* PROBLEM
Reproduce the entries below verbatim, every line of them, but leave the pictures out.

○ ○ ○ ○ ○

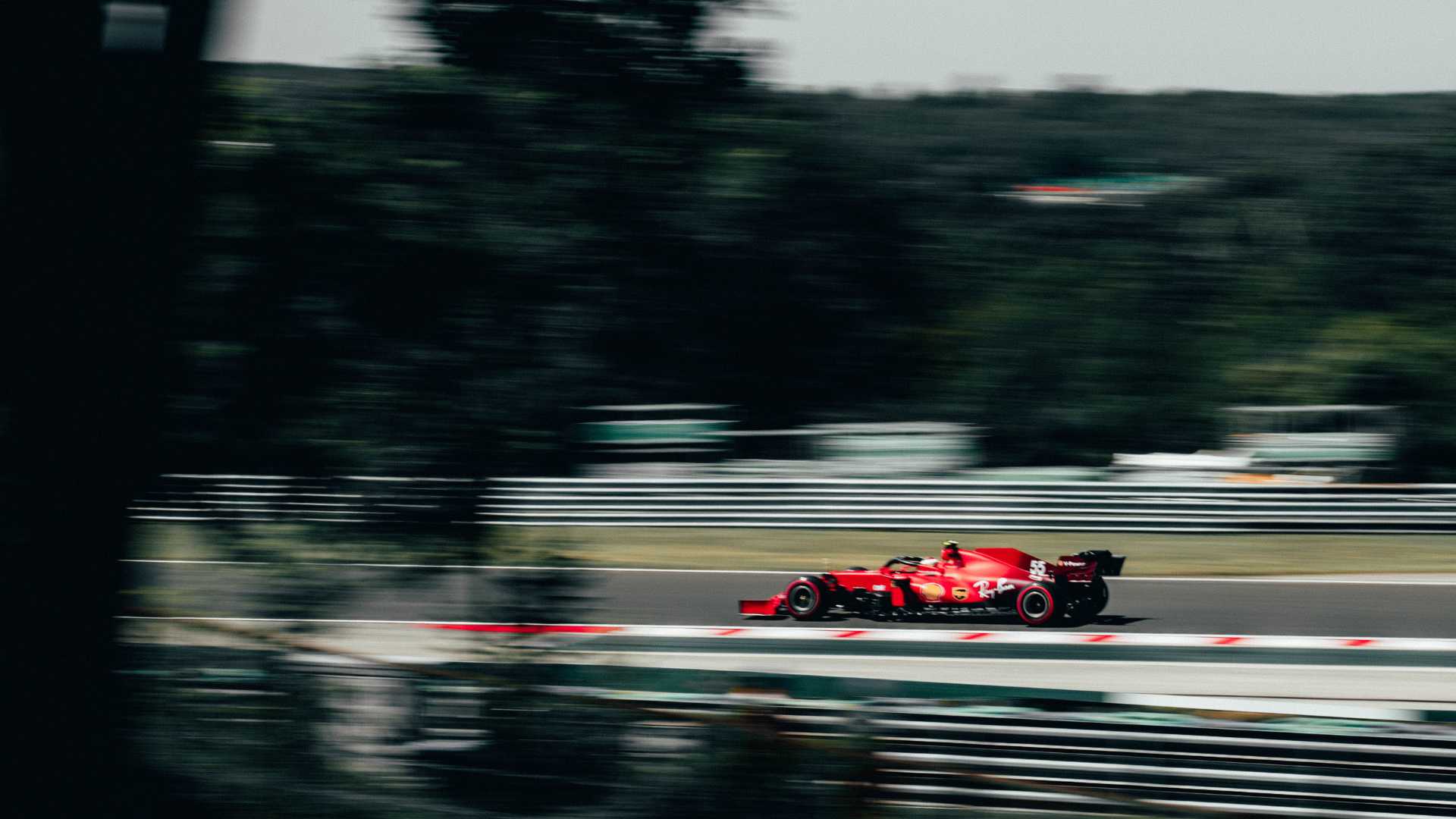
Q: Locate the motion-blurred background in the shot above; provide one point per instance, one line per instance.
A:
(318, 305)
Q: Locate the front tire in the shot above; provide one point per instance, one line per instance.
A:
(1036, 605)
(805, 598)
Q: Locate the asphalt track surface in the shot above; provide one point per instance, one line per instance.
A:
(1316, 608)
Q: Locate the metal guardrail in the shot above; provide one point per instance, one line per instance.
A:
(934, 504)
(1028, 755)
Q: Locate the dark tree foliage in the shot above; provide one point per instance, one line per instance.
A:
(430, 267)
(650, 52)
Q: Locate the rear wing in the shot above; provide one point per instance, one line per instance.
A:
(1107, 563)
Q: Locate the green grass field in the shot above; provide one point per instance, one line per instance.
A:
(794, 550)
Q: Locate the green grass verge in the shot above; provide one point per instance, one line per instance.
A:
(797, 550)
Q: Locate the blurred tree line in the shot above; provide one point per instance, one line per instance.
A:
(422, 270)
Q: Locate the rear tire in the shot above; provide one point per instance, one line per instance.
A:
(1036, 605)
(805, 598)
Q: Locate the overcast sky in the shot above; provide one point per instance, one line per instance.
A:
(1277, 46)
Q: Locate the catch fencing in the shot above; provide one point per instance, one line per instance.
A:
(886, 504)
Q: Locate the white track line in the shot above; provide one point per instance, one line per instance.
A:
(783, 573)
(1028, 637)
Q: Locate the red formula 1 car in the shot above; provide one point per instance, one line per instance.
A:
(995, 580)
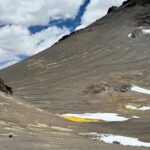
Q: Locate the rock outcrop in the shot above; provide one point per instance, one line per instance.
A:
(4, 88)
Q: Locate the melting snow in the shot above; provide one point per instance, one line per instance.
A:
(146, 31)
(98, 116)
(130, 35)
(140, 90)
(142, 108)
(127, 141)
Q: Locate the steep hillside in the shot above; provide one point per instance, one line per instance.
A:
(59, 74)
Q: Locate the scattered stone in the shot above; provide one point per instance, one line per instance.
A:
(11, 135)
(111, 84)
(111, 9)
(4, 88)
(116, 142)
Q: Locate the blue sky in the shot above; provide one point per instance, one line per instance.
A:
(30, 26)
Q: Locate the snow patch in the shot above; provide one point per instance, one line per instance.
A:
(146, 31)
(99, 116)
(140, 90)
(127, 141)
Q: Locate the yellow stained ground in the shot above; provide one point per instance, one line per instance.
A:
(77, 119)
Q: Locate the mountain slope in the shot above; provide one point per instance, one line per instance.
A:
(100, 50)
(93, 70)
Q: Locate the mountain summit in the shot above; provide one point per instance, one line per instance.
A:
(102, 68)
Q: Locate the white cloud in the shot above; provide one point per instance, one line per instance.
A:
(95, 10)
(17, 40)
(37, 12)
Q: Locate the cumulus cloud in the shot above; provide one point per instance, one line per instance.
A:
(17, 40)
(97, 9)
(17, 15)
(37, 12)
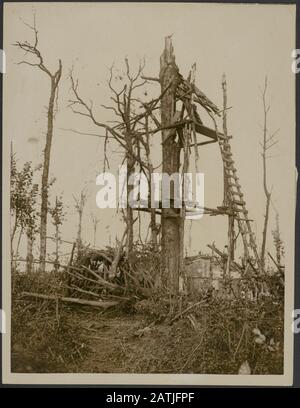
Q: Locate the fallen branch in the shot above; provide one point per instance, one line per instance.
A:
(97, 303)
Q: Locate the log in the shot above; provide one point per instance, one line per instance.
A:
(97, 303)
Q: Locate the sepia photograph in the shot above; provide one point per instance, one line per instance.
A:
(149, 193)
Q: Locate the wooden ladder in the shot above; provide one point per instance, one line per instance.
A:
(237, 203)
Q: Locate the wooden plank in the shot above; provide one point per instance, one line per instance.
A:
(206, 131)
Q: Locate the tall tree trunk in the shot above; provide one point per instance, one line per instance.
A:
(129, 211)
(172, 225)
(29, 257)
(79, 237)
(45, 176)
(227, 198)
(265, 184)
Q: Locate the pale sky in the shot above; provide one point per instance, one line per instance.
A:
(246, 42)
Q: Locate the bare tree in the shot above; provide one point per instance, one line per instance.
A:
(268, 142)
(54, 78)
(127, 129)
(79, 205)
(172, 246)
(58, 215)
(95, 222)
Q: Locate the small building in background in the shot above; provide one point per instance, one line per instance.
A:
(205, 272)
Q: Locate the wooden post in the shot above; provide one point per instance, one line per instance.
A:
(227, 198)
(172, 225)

○ ○ ○ ○ ○

* OUTPUT BELOW
Q: Locate the motion-blurred background in the shot above; provide one point per instance, one line per instance.
A:
(318, 305)
Q: Locate the front tire in the shot above; provide one point per instance, one line per instance.
A:
(1036, 605)
(805, 598)
Q: Locate the asphalt track surface in the shot above; provide one point per instance, one line per instance.
A:
(1316, 608)
Q: Locate the metal guardrail in the shot above; provide one point per instance, one line per instance.
A:
(934, 504)
(1028, 755)
Q: Locate the dark tree foliage in the shot above; provide one point per instance, one line per instance.
A:
(430, 267)
(650, 52)
Q: Locate the rear wing in the shot above; provide one point per instance, one line per instance.
A:
(1107, 563)
Q: Locate the green grass field in the shot above; provide one point per instance, one line per instance.
A:
(794, 550)
Q: Locate the green grass verge in the shot above; provide one point per instance, one line per instance.
A:
(797, 550)
Q: Locate the blurred tree line in the shot above; provide one point per instance, one line per instance.
A:
(422, 270)
Q: Locate the rear tire in the shot above; provide one point per instance, one line per instance.
A:
(1036, 605)
(805, 598)
Q: Locate the overcast sky in the shot above; provide one point per instance, one line per instance.
A:
(1277, 46)
Q: Locate the catch fencing in the shot above; provide one point per instance, one line per instance.
A:
(886, 504)
Q: Locate the white track line in the shot above; provide one point per instance, one line per instance.
A:
(783, 573)
(1028, 637)
Q: Locate the red formula 1 car in the shot above; provide one point per instance, one line per instance.
A:
(995, 580)
Q: Locate the rock outcrop in the shot above; provide one point per instance, one line per instance.
A:
(4, 88)
Q: Locate the melting snow in the shot above; provide one point per instance, one line per instance.
A:
(146, 31)
(98, 116)
(130, 35)
(140, 90)
(142, 108)
(127, 141)
Q: Locate the steep hillside in the shot above; provide one point per instance, one line per instance.
A:
(59, 74)
Q: Locate the scattered stone in the shot above; provide one point per instance, one line per instance.
A:
(11, 135)
(111, 84)
(111, 9)
(4, 88)
(116, 142)
Q: Locate the blue sky in the shot above; provide one point per instance, one line per instance.
A:
(30, 26)
Q: Locate the snow patch in the shot above; provide one point per instance, one line per instance.
A:
(146, 31)
(99, 116)
(140, 90)
(127, 141)
Q: Locate the yellow stained ground in the shot above; provide one point per instance, one line per instance.
A:
(77, 119)
Q: Locate the mountain slope in the shot above; provide one point per instance, one line per instance.
A:
(100, 50)
(93, 70)
Q: Locate the mountain summit in the shot above; provide one point per instance, one line per instance.
A:
(102, 68)
Q: Locate the white cloud in the shot above; provide one point per instance, one line per instance.
A:
(95, 10)
(17, 40)
(37, 12)
Q: Locate the cumulus cloud in the shot above; provide one point per instance, one line per instance.
A:
(17, 40)
(97, 9)
(17, 15)
(37, 12)
Q: Locate the fallen branch in the shot above; provide one point per instance, one line per instance.
A:
(97, 303)
Q: Locate the log in the shot above; provide one point per instance, one line per instance.
A:
(97, 303)
Q: Locate the sepia photograph in the shot above; provide one point per instance, one line per instance.
A:
(149, 193)
Q: Locate the wooden ladder in the shot above; provide one point per instance, one line per instance.
A:
(237, 203)
Q: Locate the wooden plank in the shot above; provide one point per instance, one line per instance.
A:
(206, 131)
Q: Locate the tall tree trunk in the shot above; provide one point per instance, one line per instance.
A:
(129, 211)
(172, 225)
(29, 257)
(79, 237)
(45, 176)
(227, 198)
(265, 184)
Q: Locate the pale sky in the shot above; provide one point per instance, one line per instance.
A:
(246, 42)
Q: Locate the bare tree in the shot above; provide one point per instance, one line per instance.
A:
(268, 142)
(54, 78)
(127, 129)
(79, 205)
(172, 246)
(58, 215)
(95, 222)
Q: Locate the small building in background in the shot above; provide one point per instance, one line per instance.
A:
(205, 272)
Q: Locate the wooden post in the shot above; provide one point per instance, one line per instance.
A:
(227, 198)
(172, 225)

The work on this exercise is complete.